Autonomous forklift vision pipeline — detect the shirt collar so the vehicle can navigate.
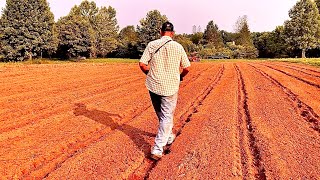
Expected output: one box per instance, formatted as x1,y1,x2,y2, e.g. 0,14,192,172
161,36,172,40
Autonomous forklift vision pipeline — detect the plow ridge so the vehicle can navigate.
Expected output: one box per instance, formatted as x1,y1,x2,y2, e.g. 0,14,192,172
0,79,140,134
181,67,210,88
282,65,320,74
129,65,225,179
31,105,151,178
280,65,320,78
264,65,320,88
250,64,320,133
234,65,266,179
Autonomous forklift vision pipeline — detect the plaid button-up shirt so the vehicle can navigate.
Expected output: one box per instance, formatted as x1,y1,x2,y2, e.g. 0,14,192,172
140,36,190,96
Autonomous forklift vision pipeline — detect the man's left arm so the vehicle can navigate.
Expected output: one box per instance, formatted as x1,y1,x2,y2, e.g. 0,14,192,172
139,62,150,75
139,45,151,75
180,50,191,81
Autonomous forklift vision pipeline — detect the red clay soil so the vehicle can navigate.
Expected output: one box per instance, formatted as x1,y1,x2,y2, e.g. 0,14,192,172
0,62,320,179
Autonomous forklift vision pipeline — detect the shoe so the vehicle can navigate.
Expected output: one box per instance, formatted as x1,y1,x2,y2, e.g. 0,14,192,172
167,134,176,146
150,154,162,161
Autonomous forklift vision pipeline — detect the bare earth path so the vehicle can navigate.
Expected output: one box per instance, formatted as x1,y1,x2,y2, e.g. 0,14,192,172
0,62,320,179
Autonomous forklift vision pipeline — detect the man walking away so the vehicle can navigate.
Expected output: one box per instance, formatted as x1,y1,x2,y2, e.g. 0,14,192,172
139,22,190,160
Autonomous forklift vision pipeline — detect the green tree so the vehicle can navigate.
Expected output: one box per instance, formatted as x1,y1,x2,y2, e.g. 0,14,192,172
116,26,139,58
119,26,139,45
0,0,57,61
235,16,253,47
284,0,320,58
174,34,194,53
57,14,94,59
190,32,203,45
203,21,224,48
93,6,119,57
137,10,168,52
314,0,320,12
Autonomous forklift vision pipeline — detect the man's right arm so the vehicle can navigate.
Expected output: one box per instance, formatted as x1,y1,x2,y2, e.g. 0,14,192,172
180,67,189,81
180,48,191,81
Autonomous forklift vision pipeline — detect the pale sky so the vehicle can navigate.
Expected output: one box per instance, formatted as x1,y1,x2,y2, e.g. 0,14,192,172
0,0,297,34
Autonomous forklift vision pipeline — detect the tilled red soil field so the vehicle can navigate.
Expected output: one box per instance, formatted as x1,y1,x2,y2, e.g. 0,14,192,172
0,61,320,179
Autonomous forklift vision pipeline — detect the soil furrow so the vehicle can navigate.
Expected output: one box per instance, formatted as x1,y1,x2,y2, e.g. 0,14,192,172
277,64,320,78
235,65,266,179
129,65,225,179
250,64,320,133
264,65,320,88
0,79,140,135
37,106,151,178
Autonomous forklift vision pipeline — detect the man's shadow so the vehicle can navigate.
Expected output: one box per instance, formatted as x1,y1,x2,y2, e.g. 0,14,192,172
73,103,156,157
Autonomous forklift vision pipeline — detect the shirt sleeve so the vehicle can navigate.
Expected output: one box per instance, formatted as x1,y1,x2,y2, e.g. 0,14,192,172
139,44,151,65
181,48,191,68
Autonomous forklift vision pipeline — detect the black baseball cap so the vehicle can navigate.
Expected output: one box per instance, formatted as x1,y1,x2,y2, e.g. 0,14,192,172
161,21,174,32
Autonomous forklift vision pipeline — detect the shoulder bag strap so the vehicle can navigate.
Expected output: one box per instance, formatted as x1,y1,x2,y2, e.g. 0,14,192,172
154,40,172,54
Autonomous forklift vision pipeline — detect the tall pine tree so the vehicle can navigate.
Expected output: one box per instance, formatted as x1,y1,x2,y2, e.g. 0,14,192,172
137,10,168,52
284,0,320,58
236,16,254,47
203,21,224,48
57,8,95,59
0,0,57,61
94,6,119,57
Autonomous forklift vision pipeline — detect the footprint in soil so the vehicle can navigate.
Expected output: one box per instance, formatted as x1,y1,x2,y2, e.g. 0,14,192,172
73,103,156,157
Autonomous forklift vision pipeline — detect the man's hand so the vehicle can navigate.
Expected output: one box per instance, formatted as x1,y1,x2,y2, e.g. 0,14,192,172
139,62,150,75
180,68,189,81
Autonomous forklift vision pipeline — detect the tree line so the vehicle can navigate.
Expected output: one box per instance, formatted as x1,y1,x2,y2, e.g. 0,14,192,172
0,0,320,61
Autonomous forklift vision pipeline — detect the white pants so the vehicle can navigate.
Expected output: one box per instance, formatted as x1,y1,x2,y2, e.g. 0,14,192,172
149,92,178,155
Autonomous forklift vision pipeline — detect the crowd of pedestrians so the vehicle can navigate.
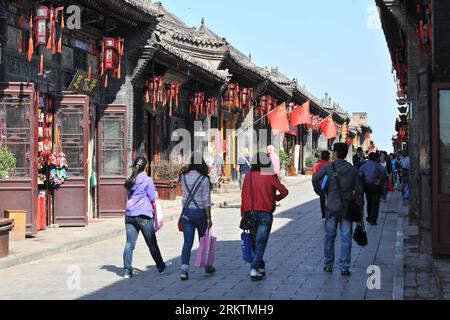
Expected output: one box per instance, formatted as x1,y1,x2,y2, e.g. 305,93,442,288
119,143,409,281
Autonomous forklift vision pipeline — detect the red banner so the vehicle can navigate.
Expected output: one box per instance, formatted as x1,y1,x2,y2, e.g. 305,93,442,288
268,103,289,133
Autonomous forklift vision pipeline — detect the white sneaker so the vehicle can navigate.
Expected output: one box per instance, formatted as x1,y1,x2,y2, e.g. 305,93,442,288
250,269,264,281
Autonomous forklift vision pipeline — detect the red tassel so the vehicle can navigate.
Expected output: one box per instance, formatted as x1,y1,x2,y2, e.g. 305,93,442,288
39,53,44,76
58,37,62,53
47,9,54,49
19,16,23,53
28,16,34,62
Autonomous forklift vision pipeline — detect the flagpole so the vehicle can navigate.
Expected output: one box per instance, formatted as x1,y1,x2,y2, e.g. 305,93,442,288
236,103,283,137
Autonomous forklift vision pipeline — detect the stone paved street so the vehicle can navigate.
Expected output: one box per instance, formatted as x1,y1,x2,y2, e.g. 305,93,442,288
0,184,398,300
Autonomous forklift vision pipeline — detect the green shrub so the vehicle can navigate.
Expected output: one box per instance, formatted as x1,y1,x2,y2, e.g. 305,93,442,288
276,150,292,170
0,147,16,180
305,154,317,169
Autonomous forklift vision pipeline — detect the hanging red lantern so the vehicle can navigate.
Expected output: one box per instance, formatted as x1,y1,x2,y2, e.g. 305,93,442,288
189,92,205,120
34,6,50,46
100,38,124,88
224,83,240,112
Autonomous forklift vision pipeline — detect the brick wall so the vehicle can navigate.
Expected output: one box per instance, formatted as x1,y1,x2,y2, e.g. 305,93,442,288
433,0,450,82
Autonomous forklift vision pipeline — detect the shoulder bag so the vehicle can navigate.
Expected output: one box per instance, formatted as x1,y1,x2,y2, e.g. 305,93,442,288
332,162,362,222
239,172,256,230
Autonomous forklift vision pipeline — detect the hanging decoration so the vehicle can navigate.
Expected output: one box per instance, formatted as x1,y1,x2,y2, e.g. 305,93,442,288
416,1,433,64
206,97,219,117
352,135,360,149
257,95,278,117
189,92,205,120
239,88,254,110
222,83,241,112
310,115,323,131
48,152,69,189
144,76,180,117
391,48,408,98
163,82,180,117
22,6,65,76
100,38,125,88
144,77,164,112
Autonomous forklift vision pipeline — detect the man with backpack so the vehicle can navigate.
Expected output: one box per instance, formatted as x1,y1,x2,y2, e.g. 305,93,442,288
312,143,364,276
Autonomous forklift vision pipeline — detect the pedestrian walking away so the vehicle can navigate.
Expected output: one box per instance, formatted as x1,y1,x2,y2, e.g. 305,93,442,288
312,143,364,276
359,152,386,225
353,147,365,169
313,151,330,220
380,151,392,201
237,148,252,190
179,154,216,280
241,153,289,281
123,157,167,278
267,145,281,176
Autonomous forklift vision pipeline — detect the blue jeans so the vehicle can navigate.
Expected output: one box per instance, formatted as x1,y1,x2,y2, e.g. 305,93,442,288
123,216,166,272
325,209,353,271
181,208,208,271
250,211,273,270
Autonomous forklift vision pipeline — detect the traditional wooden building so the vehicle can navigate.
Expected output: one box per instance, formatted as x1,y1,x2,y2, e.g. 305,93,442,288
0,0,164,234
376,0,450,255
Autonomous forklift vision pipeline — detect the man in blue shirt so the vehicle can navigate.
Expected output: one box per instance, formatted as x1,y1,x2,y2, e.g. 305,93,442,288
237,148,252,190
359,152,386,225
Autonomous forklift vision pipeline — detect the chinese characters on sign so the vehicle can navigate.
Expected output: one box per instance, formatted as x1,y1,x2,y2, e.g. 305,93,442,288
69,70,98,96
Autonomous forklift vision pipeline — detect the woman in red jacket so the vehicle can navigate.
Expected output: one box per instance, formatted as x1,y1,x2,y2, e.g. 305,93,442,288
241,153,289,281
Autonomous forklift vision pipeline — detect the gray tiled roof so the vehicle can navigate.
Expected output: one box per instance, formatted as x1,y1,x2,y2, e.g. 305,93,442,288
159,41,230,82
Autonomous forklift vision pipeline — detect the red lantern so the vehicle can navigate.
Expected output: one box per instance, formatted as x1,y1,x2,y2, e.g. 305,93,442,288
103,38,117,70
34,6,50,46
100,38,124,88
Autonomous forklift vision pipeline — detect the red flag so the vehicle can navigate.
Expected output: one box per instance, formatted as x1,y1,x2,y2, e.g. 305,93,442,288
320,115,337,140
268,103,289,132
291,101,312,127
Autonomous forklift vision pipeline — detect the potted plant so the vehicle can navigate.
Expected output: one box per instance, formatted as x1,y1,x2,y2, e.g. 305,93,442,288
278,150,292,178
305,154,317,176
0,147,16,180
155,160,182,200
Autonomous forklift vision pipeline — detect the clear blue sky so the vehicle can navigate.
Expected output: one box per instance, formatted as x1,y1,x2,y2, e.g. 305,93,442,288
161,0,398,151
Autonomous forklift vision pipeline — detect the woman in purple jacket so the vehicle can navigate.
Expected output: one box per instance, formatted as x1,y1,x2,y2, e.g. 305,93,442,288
----
### [EXERCISE DETAILS]
Rescale the material from the line with "Autonomous forklift vision pipeline — detect the black" to the line with "154,40,172,54", both lines included, and write out only those lines. Leave the requests and their format samples unchanged, and multiply every bounding-box coordinate in the answers by 1.8, rounding to whole numbers with halves rounded up.

### [EXERCISE RESPONSE]
Autonomous forklift vision pipeline — detect the black baseball cap so the vehicle can navigate.
Expected output: one box per instance, formatted as x1,y1,x2,y2, e.g. 0,14,192,172
290,38,313,58
Autonomous forklift vision pipeline — detect the shoulder bag strap so the vehicle can navigate.
Expected output: one box per instance, formatted as x1,y1,x2,y2, e.g. 0,14,192,172
277,72,310,97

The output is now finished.